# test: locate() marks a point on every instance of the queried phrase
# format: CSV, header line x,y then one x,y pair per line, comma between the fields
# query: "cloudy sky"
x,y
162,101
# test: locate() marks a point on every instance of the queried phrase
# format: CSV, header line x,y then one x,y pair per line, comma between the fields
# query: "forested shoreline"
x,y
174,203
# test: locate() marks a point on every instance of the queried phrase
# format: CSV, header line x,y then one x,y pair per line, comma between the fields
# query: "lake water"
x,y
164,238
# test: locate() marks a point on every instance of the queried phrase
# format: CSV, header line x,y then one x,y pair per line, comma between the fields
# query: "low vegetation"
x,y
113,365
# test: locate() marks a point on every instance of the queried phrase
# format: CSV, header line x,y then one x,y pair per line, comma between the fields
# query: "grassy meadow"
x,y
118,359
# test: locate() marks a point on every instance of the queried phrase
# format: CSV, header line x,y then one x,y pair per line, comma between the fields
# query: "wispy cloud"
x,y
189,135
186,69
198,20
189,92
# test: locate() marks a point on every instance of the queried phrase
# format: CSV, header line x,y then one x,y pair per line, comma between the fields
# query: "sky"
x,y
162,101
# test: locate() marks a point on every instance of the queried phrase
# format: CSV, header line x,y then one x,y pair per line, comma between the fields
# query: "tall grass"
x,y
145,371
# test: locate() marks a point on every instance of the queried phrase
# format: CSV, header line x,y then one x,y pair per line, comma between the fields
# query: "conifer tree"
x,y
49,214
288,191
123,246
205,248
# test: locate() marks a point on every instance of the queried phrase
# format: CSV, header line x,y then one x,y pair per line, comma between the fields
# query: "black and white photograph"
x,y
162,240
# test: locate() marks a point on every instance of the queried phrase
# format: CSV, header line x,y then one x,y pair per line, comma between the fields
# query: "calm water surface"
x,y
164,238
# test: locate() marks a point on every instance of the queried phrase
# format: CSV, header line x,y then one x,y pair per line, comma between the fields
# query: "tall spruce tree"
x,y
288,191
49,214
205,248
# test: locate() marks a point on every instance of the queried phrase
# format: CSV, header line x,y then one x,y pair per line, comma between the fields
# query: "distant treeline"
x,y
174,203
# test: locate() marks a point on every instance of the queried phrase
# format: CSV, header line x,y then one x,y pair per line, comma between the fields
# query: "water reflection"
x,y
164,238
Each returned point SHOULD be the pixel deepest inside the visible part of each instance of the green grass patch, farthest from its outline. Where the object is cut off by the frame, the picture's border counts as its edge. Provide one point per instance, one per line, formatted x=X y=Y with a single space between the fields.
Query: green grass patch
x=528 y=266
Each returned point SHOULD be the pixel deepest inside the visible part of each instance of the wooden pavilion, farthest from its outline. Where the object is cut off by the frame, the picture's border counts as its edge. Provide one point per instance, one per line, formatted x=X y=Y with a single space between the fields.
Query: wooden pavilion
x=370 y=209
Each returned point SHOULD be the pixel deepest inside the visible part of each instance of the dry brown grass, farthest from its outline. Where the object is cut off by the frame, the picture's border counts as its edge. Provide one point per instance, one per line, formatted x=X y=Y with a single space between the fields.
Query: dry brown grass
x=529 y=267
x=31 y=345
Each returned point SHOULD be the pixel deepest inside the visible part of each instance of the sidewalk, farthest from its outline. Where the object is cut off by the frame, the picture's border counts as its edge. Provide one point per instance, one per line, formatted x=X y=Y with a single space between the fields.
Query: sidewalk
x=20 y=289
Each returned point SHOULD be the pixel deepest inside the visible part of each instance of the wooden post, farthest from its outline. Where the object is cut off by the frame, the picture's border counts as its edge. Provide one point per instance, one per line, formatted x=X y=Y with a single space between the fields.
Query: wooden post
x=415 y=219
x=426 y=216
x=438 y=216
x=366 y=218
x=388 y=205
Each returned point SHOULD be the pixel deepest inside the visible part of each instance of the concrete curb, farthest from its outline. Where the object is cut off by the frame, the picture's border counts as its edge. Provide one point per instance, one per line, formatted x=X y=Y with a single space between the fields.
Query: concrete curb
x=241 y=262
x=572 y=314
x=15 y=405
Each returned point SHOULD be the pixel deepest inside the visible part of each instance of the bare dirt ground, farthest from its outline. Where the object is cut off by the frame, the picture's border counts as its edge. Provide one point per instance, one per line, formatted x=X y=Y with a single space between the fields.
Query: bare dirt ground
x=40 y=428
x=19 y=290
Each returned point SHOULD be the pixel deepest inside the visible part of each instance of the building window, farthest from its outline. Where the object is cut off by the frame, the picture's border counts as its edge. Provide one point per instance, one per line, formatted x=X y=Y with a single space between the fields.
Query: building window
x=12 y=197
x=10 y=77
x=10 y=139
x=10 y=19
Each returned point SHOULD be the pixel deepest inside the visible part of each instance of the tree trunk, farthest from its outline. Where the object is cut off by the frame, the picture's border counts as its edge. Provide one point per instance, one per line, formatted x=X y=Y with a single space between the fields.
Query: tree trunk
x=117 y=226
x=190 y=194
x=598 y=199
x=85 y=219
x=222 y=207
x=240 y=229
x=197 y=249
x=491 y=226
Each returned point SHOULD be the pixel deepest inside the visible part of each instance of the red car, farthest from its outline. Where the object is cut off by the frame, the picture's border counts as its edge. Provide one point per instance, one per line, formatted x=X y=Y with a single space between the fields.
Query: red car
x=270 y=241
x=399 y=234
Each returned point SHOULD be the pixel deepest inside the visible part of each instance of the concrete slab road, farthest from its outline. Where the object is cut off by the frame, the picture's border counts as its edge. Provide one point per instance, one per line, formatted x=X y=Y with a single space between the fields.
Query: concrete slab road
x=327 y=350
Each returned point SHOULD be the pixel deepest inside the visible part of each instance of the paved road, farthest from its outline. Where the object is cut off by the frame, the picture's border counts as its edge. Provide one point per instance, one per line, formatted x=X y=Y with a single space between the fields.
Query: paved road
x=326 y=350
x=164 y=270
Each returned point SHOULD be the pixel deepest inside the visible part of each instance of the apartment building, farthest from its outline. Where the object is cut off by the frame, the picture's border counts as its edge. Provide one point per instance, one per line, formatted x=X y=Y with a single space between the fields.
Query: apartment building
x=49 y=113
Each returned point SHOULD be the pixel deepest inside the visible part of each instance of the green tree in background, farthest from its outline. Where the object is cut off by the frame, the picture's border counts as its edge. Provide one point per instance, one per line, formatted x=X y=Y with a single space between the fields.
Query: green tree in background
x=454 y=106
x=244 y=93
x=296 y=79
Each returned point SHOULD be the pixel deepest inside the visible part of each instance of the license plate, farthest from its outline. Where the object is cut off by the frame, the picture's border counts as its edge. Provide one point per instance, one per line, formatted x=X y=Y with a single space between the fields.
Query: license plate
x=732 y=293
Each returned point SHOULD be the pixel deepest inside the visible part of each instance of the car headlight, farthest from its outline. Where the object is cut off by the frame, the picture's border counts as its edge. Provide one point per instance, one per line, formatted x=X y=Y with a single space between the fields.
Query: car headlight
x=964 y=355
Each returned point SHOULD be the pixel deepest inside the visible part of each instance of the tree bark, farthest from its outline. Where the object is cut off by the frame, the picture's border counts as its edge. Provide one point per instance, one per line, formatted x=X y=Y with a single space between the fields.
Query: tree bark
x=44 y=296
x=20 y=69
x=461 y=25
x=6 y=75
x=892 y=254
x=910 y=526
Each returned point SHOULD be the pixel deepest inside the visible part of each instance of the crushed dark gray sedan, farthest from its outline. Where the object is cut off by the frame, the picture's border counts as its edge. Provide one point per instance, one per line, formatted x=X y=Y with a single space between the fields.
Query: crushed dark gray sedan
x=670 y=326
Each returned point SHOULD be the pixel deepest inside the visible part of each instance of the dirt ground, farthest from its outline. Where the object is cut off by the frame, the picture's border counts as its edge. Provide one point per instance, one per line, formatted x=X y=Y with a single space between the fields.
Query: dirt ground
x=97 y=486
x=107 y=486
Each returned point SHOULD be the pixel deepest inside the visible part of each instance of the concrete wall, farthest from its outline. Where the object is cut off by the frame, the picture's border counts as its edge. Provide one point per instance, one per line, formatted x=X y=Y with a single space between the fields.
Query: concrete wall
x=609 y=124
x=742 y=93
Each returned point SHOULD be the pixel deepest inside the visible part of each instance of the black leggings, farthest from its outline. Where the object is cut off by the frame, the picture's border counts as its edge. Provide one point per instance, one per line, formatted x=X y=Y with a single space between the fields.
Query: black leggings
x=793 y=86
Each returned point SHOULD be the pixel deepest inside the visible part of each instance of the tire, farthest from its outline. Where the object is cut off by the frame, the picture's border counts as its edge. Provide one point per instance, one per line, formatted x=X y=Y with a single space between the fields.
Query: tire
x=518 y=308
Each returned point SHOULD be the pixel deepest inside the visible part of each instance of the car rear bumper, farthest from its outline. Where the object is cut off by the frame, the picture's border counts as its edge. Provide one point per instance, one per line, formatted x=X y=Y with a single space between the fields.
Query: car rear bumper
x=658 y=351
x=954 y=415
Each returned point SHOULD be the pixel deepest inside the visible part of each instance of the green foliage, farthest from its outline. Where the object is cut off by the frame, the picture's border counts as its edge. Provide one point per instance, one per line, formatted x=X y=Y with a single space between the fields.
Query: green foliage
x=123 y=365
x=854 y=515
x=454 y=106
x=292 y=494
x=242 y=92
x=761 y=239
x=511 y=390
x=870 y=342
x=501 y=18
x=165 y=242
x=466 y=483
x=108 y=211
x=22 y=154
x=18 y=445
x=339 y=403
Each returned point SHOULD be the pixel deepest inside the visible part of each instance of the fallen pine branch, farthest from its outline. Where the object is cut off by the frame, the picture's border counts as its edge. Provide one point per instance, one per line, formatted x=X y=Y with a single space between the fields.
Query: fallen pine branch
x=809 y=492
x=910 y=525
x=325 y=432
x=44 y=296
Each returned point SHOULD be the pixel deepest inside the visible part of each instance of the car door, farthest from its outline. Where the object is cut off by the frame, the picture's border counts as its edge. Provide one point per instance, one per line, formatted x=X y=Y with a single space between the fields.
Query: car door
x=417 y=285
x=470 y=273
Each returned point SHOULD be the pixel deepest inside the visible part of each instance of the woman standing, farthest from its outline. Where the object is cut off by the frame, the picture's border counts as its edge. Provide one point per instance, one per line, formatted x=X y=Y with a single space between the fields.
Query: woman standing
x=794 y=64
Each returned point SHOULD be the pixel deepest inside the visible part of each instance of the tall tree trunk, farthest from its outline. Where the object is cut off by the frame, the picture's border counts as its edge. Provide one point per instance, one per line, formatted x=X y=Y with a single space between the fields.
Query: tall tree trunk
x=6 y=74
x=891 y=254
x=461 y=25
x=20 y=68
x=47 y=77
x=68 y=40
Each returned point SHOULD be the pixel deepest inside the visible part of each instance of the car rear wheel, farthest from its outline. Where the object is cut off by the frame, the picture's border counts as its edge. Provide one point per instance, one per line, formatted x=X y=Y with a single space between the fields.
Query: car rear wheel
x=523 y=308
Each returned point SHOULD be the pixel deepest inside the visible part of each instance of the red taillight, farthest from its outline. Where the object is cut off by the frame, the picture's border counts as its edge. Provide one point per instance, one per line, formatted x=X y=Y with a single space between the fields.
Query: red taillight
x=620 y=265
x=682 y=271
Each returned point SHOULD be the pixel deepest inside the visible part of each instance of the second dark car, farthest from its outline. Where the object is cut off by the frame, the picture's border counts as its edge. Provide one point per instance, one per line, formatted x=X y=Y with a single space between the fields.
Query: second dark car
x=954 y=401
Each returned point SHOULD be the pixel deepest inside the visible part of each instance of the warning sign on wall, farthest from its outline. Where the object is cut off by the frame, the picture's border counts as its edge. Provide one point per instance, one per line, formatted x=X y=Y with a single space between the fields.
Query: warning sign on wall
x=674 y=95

• EXERCISE INSTRUCTIONS
Using the records above, copy word for word the line with "of the black", the line with "of the fallen", and every line between them.

• ANSWER AREA
Each returned point SHOULD be the pixel deepest inside the visible part of each instance of the black leggings, farthest from its outline. Where the object is cut off by the frame, the picture's border counts as its edge. Provide one point per instance, one per line, formatted x=X y=Y with a single space between the fields.
Query: black leggings
x=793 y=86
Each returned point SHOULD be the pixel deepest inside the visible part of each instance of the tire, farthest from its outline. Where the object is cut off by the frame, the picture's border counts as its edge. Provide one point per instance, one per line, formatted x=X y=Y with a single space between the fields.
Query: tire
x=518 y=308
Each returned point SHOULD be the pixel deepest inside the visible part of each instance of the car rear bumper, farthest from its outline. Where the object is cut off by the frame, the picture's border counts as its edge. Provide one point per instance, one per line, formatted x=X y=Y with a single space between the fields.
Query: car rear bumper
x=658 y=351
x=954 y=415
Each returned point SHOULD be the pixel deepest inside the visible part of each instance of the green foliage, farthest from its outline. Where the object is cut off by the frame, the picture's border counts as its edge. Provide one point per instance, one per line, formatted x=X y=Y with a single space between the fields.
Query: green foliage
x=123 y=365
x=854 y=515
x=454 y=106
x=292 y=494
x=242 y=92
x=761 y=239
x=511 y=390
x=870 y=342
x=501 y=18
x=165 y=242
x=466 y=483
x=108 y=211
x=22 y=154
x=18 y=445
x=339 y=403
Each returned point SHOULD be the pixel deepest inside the visible part of each instance of the fallen pine branch, farthest from its outline. Where the object is cut off by the frame, the picture's border counts as its edge. Provide one point per instance, one per line, formatted x=X y=Y with a single space between the fields.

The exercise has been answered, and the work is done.